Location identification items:
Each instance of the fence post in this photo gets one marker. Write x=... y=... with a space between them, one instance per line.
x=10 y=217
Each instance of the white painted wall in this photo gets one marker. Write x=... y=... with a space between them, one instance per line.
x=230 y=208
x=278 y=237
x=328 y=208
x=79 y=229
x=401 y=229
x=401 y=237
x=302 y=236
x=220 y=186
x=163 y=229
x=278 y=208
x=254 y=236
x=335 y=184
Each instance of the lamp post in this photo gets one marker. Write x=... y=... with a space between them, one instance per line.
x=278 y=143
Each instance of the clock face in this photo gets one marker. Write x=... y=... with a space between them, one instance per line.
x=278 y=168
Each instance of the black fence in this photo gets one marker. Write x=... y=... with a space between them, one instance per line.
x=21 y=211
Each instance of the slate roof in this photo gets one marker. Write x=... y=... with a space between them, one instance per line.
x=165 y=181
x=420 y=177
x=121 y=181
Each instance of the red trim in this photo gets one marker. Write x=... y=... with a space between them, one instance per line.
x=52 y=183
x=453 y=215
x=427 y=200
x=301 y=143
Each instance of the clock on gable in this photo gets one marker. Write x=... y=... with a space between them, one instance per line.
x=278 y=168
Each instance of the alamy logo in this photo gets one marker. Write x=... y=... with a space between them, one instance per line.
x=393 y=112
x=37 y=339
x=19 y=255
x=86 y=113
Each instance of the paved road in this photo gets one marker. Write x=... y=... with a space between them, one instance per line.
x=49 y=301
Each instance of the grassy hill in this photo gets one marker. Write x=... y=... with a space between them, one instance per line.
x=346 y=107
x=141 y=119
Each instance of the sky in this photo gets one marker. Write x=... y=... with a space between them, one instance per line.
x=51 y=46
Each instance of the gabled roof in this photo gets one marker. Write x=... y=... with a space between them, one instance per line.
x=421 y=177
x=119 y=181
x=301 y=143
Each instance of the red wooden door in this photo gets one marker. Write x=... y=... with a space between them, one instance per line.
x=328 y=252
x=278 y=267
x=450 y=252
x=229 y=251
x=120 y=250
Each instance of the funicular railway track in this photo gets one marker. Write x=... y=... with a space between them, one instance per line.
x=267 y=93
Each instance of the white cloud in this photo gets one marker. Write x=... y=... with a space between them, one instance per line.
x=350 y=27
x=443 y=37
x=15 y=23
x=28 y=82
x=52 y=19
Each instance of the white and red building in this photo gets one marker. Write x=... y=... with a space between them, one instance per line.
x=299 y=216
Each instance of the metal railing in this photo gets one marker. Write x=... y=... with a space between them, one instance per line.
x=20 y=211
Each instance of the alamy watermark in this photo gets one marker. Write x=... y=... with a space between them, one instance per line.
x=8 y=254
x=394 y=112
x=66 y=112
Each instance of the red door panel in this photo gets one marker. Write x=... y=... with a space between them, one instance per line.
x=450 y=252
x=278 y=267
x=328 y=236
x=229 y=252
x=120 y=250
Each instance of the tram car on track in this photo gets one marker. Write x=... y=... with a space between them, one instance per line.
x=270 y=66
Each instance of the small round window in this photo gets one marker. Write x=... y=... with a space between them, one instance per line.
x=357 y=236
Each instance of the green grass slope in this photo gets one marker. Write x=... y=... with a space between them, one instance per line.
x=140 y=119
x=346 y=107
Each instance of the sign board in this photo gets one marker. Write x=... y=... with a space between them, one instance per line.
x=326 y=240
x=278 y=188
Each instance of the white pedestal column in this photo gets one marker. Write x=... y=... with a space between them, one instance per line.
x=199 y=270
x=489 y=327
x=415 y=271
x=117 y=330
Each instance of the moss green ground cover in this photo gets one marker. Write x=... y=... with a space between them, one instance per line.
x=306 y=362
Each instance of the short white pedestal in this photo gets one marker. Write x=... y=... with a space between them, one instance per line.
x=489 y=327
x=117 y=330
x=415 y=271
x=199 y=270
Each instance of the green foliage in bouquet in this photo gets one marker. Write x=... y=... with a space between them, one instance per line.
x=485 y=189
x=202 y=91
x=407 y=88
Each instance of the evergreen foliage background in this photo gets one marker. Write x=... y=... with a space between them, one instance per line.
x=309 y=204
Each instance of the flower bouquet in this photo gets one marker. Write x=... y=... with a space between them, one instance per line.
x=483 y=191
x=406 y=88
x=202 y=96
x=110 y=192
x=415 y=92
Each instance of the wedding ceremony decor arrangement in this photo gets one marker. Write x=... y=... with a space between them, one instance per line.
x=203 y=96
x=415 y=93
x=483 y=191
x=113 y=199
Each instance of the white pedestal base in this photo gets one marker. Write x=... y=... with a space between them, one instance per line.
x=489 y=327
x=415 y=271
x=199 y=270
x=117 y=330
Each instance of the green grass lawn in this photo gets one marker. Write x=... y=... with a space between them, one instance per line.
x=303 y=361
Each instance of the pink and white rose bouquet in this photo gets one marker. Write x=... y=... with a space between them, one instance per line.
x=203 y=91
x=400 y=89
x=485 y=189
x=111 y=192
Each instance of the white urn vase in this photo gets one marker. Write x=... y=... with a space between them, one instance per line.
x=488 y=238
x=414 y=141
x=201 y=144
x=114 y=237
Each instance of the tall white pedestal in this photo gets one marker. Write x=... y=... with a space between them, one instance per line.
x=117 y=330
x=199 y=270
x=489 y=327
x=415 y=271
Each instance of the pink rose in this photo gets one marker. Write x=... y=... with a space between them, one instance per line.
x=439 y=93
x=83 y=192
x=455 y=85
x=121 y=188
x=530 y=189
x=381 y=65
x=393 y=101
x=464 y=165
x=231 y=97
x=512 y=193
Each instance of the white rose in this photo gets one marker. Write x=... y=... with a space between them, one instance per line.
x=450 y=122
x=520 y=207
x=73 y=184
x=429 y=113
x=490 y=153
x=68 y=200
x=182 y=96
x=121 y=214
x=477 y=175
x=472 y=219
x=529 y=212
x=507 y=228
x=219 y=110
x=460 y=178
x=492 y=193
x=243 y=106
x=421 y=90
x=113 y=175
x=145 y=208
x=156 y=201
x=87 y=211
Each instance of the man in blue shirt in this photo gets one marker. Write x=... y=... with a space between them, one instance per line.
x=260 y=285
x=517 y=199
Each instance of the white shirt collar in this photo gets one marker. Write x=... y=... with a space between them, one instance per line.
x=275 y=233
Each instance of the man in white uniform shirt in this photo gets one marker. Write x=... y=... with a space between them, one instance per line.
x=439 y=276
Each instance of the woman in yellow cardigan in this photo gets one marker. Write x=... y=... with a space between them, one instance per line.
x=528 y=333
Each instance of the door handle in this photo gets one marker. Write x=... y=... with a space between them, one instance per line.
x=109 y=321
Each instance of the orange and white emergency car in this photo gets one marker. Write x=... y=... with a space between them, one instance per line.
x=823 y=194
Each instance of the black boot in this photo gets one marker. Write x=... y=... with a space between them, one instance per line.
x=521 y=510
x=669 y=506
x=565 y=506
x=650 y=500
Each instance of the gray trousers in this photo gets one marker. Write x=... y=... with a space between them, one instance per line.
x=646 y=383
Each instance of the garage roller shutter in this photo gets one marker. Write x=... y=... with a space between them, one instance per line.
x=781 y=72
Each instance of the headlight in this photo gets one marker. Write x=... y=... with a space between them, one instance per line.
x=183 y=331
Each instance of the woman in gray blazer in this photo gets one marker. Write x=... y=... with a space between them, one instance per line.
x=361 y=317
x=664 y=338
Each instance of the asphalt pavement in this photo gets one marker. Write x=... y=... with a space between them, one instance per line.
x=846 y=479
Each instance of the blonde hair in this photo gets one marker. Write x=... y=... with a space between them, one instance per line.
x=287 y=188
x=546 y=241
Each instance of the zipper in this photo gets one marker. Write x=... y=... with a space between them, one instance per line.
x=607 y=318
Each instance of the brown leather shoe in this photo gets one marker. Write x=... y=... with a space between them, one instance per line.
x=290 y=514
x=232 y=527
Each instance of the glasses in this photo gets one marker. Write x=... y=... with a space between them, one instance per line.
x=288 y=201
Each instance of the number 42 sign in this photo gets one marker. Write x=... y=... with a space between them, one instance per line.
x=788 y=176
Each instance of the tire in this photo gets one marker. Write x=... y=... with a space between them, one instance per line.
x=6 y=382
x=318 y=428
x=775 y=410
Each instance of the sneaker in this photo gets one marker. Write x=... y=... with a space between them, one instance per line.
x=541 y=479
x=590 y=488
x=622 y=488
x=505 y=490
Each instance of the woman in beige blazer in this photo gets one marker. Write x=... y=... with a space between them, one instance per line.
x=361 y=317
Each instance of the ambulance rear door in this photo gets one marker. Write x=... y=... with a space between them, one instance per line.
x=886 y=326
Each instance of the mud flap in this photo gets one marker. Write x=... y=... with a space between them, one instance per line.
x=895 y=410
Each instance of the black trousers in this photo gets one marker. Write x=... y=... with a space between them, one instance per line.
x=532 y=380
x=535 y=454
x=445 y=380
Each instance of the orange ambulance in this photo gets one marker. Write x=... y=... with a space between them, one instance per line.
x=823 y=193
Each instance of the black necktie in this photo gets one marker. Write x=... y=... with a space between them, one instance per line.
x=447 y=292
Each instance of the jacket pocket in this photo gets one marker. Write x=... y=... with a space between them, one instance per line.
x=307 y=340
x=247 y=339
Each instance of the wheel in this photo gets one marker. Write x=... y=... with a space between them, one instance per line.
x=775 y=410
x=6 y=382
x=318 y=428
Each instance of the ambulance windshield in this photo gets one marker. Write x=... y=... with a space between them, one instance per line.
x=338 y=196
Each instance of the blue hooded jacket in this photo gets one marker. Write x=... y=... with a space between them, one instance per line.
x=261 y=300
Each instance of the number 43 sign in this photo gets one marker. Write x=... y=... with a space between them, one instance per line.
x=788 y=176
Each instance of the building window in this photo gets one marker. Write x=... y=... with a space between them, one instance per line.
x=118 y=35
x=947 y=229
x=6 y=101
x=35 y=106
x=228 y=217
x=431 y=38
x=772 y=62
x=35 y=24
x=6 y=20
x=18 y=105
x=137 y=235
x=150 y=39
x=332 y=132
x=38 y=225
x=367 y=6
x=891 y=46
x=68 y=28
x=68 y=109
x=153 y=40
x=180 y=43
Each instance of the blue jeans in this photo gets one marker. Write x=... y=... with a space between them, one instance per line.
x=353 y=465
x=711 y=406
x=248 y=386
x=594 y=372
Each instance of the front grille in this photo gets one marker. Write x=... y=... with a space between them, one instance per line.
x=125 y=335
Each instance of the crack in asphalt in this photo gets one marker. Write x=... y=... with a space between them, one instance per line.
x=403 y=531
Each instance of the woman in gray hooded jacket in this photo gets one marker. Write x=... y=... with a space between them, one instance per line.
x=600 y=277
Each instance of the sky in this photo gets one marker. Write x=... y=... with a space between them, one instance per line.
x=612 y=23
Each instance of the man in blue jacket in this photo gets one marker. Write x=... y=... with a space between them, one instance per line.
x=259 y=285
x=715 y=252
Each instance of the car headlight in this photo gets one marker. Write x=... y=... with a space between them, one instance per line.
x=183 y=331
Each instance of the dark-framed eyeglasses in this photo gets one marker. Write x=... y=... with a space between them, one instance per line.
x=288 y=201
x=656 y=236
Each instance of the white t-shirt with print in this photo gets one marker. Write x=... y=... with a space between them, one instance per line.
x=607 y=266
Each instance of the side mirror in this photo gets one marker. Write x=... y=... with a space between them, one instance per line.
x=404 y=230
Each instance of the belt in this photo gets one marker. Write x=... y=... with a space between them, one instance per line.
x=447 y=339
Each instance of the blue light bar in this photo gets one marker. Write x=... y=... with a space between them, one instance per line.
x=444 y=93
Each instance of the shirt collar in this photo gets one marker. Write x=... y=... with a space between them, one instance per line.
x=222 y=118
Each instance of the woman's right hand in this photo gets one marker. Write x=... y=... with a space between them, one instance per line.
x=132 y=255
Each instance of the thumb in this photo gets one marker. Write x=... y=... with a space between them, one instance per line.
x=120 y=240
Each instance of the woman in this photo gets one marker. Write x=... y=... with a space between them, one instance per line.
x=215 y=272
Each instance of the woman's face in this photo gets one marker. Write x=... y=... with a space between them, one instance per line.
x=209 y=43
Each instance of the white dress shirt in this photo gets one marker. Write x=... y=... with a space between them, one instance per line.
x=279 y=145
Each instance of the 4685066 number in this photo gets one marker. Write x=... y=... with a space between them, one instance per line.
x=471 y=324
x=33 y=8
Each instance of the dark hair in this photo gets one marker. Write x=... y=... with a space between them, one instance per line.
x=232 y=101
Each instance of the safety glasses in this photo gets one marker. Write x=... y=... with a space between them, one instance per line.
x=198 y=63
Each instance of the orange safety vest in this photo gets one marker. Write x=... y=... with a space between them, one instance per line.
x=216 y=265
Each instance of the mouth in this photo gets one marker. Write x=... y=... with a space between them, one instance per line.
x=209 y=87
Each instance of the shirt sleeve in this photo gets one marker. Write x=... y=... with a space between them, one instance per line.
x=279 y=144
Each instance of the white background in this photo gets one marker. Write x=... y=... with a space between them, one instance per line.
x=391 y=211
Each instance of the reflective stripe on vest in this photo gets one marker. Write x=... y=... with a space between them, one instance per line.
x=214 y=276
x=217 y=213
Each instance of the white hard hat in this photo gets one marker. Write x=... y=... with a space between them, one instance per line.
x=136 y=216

TASK DETAILS →
Convert the records into a JSON list of strings, one string per line and no blank lines, starting with the line with "Each instance of the mouth" and going on through the line with "x=279 y=144".

SOLUTION BELOW →
[
  "Each instance of the mouth in this photo gets one marker. Write x=... y=... with a space between them, one instance per line.",
  "x=209 y=87",
  "Each instance of the shirt sleeve in this photo gets one marker. Write x=... y=... with a space between them, one instance per line.",
  "x=279 y=144"
]